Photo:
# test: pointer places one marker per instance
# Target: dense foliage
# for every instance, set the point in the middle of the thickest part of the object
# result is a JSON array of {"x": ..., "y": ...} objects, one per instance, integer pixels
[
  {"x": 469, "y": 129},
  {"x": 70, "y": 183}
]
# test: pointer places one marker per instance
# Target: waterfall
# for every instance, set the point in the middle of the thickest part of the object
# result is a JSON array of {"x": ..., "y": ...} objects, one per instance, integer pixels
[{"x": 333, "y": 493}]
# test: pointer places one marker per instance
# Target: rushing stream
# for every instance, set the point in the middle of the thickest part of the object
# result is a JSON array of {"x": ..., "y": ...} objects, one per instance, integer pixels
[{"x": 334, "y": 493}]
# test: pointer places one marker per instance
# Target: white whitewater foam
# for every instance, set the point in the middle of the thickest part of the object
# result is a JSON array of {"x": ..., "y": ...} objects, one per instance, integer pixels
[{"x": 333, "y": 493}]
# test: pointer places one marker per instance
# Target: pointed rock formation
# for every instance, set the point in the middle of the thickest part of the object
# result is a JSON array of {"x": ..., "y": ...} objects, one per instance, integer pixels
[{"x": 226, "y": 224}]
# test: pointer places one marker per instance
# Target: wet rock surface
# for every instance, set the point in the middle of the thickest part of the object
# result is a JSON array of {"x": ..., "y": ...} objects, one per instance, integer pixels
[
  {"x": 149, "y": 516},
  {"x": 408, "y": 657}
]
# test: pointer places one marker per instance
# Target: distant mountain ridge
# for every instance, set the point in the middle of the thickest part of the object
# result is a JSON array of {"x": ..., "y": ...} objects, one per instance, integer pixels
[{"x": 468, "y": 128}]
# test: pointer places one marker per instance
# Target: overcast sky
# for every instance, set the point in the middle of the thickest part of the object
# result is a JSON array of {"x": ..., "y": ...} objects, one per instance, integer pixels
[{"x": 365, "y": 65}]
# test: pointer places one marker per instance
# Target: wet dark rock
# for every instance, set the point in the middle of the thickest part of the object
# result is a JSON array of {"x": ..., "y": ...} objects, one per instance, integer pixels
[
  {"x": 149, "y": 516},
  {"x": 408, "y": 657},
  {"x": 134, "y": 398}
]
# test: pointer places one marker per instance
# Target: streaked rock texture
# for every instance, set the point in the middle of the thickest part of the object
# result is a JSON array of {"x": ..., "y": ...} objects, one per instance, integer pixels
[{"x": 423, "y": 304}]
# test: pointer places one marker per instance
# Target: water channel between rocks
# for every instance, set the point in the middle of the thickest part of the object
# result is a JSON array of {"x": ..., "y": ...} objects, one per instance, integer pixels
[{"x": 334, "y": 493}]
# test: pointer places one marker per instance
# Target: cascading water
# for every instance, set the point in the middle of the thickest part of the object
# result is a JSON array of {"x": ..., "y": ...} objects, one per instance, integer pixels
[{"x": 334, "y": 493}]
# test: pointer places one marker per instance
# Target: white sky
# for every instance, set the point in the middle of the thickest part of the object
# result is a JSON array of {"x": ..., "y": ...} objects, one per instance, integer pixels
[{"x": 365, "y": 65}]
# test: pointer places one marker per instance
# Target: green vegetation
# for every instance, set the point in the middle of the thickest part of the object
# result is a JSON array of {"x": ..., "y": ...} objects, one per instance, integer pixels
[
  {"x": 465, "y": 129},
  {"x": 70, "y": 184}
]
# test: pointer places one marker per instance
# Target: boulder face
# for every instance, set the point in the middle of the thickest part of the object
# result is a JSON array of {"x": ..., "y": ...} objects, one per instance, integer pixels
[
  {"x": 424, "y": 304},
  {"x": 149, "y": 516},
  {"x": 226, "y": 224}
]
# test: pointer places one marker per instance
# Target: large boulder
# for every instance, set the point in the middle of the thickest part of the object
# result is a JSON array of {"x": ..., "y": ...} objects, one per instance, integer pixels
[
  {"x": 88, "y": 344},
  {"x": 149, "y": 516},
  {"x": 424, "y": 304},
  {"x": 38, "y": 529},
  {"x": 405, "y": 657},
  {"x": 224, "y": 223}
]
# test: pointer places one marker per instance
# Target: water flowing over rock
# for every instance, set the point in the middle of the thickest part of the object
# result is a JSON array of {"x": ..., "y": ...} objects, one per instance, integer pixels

■ ■ ■ ■ ■

STATED PROBLEM> Reproduce every record, matching each line exactly.

ANSWER TO THE PROBLEM>
Photo:
# test: pointer places one marker per instance
# Target: dense foliage
# for every instance, set the point in the middle of the thickest part of the object
# result is a JSON array of {"x": ..., "y": ...} objects, one per instance, integer pixels
[
  {"x": 469, "y": 129},
  {"x": 70, "y": 183}
]
# test: pointer places one marker per instance
# Target: waterfall
# for every instance, set the point in the middle of the thickest part of the object
# result is a JSON array of {"x": ..., "y": ...} objects, one per instance, integer pixels
[{"x": 333, "y": 493}]
# test: pointer places one marker per instance
# Target: rushing stream
# for every instance, set the point in the middle of the thickest part of the object
# result is a JSON array of {"x": ..., "y": ...} objects, one per instance, integer pixels
[{"x": 334, "y": 493}]
# test: pointer places one marker per instance
# Target: white whitewater foam
# for every instance, set the point in the middle of the thickest part of the object
# result is a JSON array of {"x": ..., "y": ...} objects, one per instance, integer pixels
[{"x": 333, "y": 493}]
# test: pointer places one marker per instance
# Target: pointed rock formation
# for every instance, set the point in the middle of the thickest part of the object
# result is a JSON array of {"x": ..., "y": ...} objects, one per instance, integer pixels
[{"x": 226, "y": 224}]
# test: pointer places one marker per instance
# Target: wet rock surface
# for every instance, set the point in the middle of the thickest part of the object
# result is a JSON array of {"x": ..., "y": ...} objects, one per instance, integer pixels
[
  {"x": 149, "y": 516},
  {"x": 408, "y": 657}
]
# test: pointer places one marker per instance
# Target: distant mountain ridge
# for every instance, set the point in the middle of the thickest part of the object
# result is a JSON array of {"x": ..., "y": ...} objects, one per instance, integer pixels
[{"x": 468, "y": 128}]
# test: pointer places one marker per instance
# Target: overcast sky
# for every instance, set the point in the middle of the thickest part of the object
# result is a JSON array of {"x": ..., "y": ...} objects, one per instance, integer pixels
[{"x": 365, "y": 65}]
# test: pointer places one marker per instance
# Target: wet dark rock
# for every instance, set the point in the middle of the thickest part of the object
# result is a JSON array of {"x": ..., "y": ...} objects, one per instance, integer pixels
[
  {"x": 149, "y": 516},
  {"x": 408, "y": 657},
  {"x": 134, "y": 398}
]
# test: pointer places one marker per instance
# Target: streaked rock texture
# for every instance, set the point in the middle of the thickest part of the object
# result is a JSON array of {"x": ..., "y": ...} objects, one per instance, integer pixels
[{"x": 423, "y": 304}]
# test: pointer places one marker per instance
# Target: water channel between rocks
# for every instance, set the point in the middle of the thickest part of the object
# result is a JSON array of {"x": ..., "y": ...} objects, one per instance, integer pixels
[{"x": 334, "y": 493}]
# test: pointer places one marker per instance
# Target: cascading water
# for every instance, set the point in the middle of the thickest part of the object
# result is a JSON array of {"x": ..., "y": ...} objects, one per instance, integer pixels
[{"x": 334, "y": 493}]
# test: pointer places one marker per instance
# Target: white sky
# for every instance, set the point in the middle of the thickest part of the object
# result is a JSON array of {"x": ..., "y": ...} objects, one per instance, integer pixels
[{"x": 365, "y": 65}]
# test: pointer places one marker per instance
# Target: green vegetation
# for every instance, set the point in the middle of the thickest part of the object
# result is a JSON array of {"x": ..., "y": ...} objects, one per instance, integer pixels
[
  {"x": 465, "y": 129},
  {"x": 70, "y": 184}
]
# test: pointer places one marker per instance
# Target: boulder face
# for every instance, set the point in the middle of the thickest part of the object
# result is a JSON array of {"x": ..., "y": ...} objects, one per instance, integer pixels
[
  {"x": 424, "y": 304},
  {"x": 149, "y": 516},
  {"x": 226, "y": 224}
]
# test: pointer places one marker per instance
# Target: large boulder
# for every instance, set the point in the middle of the thickest part of the object
# result is a JSON array of {"x": ..., "y": ...} objects, one per instance, integer pixels
[
  {"x": 88, "y": 344},
  {"x": 149, "y": 516},
  {"x": 424, "y": 304},
  {"x": 38, "y": 529},
  {"x": 405, "y": 657},
  {"x": 224, "y": 223}
]
# test: pointer places one marker per instance
# Target: water flowing over rock
# for every instance, set the point in the middle of the thickest part of the object
# result is a JSON array of {"x": ..., "y": ...} objects, one per instance, integer pixels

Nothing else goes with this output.